И мы расхохотались.
— Так слыхал, говоришь, про панфиловцев-то? — задумчиво повторил он. — Вот, товарищ дорогой, я — один из них.
Мы с приятелем недоуменно переглянулись.
— Как — «один из них»? Ведь они же все погибли!
Ясные глаза нашего собеседника опечалились:
— Погибли, дорогой товарищ. Все погибли. Хорошие ребята были. А я вот живой остался… Дело-то ведь как было?.. Если так… по-хорошему разобраться, дак танки — и оружие-то не страшное. Ты в бою только далеко от него не отбегай. Ты крутись около него, чтобы огонь поверху шел, — и завсегда победителем будешь…
Слушаем с товарищем и мысленно пытаемся поставить себя на его место.
«Крутись около него, — думаем. — Да какие же для этого надо иметь железные нервы! А он об этом так просто говорит, как о самом обычном деле».
— У нас в авангарде окоп узкий, — продолжает защитник Москвы. — Дак ведь что фашист надумал, язви его!.. Он, понимаешь ли, гусеницей в окоп наладит и норовит примять. Примять норовит!.. А у нас все ребята собрались со смекалкой. Дак мы в бок подрылись. Понял?
— Понял, — в один голос ответили с другом и снова с ужасом переглянулись.
— Как гусеница мимо меня пролязгает, я вскакиваю — и бутылкой. Опять гусеница пролязгает, я вскакиваю — и бутылкой.
Представляем с приятелем картину, как гусеница пролязгает мимо в нескольких сантиметрах.
— А ведь не пропустили, — радостно блеснули зрачки защитника столицы. — Пятьдесят фашистских танков не пропустили! Как раз это было в октябре… А потом я удар сильный получил и сознание потерял. Тут, видать, после боя один старичок меня отыскал: видит, что живой, шевелюсь. Сначала к себе в сторожку уволок, а потом в госпиталь доставил. А передо мной один наш связной упал — Саша, товарищ мой, хороший парень. Он смертельно раненный был. Саша в другой госпиталь попал. В том госпитале его и спрашивают: «Слушай… Скажи, кто в этом сраженье последним упал?» А он и говорит: «Шемякин последним в бою упал». Сказал и помер. Выходит, все померли. А про то, что я в госпитале лежал, дак об этом узнали, когда я на Ленинградском фронте ужо был. Сам знаешь, ведь война идет.
Помню, сижу как-то с робятами в блиндаже. Как раз перед прорывом блокады. Тишина жуткая. Бывает на фронте такое затишье, от которого мороз по коже дерет. Поглядел я на робят, вижу — молодые, боятся. И говорю: «Робята, что это у вас за война? Что это тихо у вас так, а? Вроде как в санатории сидим».

→ **СПИСОК ЗАДАНИЙ**
a: Переведите на английский язык предложение из текста о панфиловце: «Мы с приятелем недоуменно переглянулись».
b: Кого, согласно тексту о панфиловце, смертельно раненный связной Саша назвал последним упавшим в том бою?
Следующий далее материал взят из другого источника.

→ **НАБОР ДАННЫХ**
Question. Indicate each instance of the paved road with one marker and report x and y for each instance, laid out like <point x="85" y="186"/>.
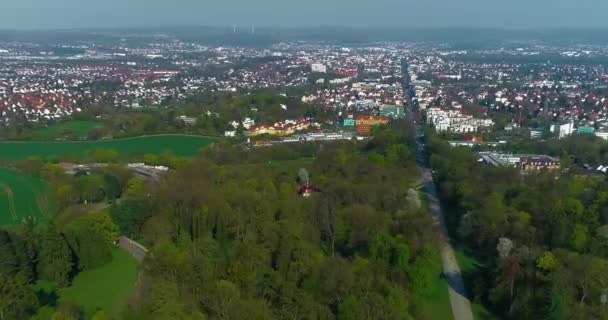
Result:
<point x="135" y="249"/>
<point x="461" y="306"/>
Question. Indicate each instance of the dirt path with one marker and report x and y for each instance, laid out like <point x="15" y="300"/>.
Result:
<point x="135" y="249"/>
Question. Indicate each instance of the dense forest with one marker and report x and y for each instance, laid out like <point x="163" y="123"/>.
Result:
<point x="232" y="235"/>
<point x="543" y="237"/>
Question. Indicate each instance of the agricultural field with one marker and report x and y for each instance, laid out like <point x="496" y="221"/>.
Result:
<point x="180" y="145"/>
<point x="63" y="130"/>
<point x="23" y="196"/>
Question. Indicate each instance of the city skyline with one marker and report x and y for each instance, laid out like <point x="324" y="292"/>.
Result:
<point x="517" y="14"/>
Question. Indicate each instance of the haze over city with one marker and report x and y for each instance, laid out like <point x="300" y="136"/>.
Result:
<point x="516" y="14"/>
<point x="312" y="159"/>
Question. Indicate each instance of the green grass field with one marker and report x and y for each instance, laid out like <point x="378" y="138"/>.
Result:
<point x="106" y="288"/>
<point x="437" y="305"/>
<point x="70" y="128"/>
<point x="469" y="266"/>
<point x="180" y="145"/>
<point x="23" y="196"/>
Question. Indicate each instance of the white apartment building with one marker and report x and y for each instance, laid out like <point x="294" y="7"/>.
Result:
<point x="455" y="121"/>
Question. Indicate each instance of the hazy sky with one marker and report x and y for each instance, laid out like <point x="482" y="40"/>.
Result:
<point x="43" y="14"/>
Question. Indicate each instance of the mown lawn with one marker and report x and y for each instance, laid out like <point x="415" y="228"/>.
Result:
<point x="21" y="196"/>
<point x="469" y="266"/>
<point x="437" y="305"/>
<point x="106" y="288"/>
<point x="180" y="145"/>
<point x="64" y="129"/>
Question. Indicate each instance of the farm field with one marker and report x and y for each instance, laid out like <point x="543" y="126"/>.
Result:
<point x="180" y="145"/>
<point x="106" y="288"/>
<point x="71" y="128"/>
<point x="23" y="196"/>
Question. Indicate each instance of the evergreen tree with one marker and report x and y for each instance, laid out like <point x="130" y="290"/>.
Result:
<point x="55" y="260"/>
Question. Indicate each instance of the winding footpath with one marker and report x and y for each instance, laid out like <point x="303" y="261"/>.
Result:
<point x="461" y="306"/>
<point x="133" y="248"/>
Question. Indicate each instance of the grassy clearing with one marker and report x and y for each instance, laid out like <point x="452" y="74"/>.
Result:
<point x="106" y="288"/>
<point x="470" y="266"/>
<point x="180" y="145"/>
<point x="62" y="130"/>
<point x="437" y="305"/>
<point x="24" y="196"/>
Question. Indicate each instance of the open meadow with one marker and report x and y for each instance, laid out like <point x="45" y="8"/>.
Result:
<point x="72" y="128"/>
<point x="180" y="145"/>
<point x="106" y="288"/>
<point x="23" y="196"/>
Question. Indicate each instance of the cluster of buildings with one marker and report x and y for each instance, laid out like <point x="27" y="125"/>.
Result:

---

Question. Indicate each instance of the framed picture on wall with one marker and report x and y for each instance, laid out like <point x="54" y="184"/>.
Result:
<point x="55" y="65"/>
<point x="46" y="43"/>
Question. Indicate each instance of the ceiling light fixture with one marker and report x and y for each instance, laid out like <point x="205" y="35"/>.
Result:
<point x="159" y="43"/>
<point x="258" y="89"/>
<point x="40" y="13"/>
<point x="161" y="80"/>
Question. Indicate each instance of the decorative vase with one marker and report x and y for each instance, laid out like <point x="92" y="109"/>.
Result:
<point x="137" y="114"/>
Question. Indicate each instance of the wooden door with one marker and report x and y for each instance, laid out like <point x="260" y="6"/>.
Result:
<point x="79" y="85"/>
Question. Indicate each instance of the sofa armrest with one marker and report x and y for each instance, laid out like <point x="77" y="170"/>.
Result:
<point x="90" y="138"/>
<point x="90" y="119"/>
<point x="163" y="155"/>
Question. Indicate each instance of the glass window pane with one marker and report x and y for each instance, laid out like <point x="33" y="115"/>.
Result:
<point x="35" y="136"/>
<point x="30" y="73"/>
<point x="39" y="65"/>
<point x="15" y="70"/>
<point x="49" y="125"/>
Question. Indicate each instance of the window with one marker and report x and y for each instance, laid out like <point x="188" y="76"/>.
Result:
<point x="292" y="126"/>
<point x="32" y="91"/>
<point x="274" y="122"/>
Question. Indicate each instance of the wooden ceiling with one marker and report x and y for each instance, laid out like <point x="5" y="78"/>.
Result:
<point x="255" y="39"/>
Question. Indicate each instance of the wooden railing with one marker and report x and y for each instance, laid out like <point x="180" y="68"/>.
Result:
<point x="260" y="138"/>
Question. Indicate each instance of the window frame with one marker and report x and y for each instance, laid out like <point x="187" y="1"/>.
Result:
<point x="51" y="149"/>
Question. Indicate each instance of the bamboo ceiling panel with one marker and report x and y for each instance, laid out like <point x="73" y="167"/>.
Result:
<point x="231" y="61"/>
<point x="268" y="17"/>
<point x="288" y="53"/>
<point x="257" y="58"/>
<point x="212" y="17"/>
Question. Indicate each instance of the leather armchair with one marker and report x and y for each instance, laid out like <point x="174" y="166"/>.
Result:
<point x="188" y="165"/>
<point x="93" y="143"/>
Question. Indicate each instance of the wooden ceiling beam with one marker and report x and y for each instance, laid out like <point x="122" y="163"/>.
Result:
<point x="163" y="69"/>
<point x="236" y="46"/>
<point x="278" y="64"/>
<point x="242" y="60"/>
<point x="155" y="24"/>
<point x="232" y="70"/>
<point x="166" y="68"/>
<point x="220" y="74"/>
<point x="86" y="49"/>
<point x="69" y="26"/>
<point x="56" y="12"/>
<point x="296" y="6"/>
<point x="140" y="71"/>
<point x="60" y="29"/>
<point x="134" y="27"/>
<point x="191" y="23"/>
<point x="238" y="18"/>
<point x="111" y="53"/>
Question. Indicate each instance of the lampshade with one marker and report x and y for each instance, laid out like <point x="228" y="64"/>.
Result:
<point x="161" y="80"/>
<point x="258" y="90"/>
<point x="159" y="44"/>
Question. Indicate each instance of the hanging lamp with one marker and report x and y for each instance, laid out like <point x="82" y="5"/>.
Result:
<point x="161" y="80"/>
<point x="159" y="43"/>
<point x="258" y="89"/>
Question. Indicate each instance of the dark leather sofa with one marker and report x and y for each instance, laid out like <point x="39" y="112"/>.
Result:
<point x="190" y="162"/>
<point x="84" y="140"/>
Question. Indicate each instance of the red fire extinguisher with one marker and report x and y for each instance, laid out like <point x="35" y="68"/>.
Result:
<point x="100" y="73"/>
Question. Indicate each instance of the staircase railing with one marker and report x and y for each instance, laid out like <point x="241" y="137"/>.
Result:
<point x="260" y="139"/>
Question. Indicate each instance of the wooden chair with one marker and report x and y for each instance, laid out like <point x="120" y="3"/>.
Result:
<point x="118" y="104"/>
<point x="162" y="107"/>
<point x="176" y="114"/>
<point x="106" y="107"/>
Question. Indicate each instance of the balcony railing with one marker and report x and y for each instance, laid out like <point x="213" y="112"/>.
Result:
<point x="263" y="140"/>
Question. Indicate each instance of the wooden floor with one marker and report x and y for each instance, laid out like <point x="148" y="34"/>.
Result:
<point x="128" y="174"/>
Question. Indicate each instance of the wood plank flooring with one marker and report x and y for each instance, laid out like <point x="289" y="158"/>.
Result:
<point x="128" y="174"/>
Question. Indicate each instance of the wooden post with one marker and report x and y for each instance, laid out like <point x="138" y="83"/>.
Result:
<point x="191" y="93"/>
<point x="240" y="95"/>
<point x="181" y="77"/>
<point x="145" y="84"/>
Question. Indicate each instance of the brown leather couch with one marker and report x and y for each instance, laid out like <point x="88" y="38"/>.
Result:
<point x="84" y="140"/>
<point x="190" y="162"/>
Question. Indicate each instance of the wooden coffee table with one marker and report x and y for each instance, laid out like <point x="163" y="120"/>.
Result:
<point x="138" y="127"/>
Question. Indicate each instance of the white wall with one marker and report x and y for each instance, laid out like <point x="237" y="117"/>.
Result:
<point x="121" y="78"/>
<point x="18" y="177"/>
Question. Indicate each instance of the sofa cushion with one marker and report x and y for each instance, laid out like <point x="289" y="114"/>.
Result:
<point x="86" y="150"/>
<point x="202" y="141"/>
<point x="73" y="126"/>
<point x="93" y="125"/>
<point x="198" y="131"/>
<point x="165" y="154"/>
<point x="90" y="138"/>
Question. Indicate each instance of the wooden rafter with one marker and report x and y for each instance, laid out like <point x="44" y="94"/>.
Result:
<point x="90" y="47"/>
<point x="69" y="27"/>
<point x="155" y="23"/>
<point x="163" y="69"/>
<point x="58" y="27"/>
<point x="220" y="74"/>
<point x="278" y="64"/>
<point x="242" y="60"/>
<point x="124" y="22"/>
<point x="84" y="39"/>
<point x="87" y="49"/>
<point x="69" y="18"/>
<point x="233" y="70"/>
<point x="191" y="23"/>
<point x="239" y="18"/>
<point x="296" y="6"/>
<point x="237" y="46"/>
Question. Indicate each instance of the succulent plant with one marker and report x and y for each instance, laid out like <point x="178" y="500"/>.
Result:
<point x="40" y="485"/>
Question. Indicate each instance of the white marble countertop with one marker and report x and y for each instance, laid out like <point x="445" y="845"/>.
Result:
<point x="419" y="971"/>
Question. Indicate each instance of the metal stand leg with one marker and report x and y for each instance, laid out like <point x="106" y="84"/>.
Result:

→ **ОТВЕТЫ К ЗАДАНИЯМ**
a: My friend and I exchanged puzzled glances.

b: Шемякина.